● **GOAL OF THE EXERCISE**
For each line below, write it out exactly as it appears.

═══ RECORDS FOR THIS EXERCISE ═══

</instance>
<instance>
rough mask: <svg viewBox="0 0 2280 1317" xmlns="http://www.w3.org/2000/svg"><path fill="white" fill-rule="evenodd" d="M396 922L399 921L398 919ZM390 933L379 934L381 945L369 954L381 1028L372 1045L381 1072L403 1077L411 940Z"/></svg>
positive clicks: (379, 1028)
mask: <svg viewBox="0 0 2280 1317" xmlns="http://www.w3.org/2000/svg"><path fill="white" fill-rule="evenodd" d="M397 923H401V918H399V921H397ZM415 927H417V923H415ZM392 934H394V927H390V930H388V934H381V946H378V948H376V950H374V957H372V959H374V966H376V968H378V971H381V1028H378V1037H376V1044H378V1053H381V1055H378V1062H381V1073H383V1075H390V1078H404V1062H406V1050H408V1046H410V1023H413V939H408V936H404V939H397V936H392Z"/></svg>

═══

● **REPLY**
</instance>
<instance>
rough mask: <svg viewBox="0 0 2280 1317" xmlns="http://www.w3.org/2000/svg"><path fill="white" fill-rule="evenodd" d="M396 922L399 921L398 919ZM390 933L379 934L381 945L369 954L381 1028L372 1045L381 1072L403 1077L411 940Z"/></svg>
positive clicks: (379, 1028)
mask: <svg viewBox="0 0 2280 1317" xmlns="http://www.w3.org/2000/svg"><path fill="white" fill-rule="evenodd" d="M397 923H401V918H399V921H397ZM415 927H417V923H415ZM392 934H394V927H390V930H388V934H381V946H378V948H376V950H374V957H372V959H374V966H376V968H378V971H381V1028H378V1037H376V1044H378V1053H381V1055H378V1062H381V1073H383V1075H390V1078H404V1062H406V1050H408V1046H410V1023H413V939H408V936H404V939H397V936H392Z"/></svg>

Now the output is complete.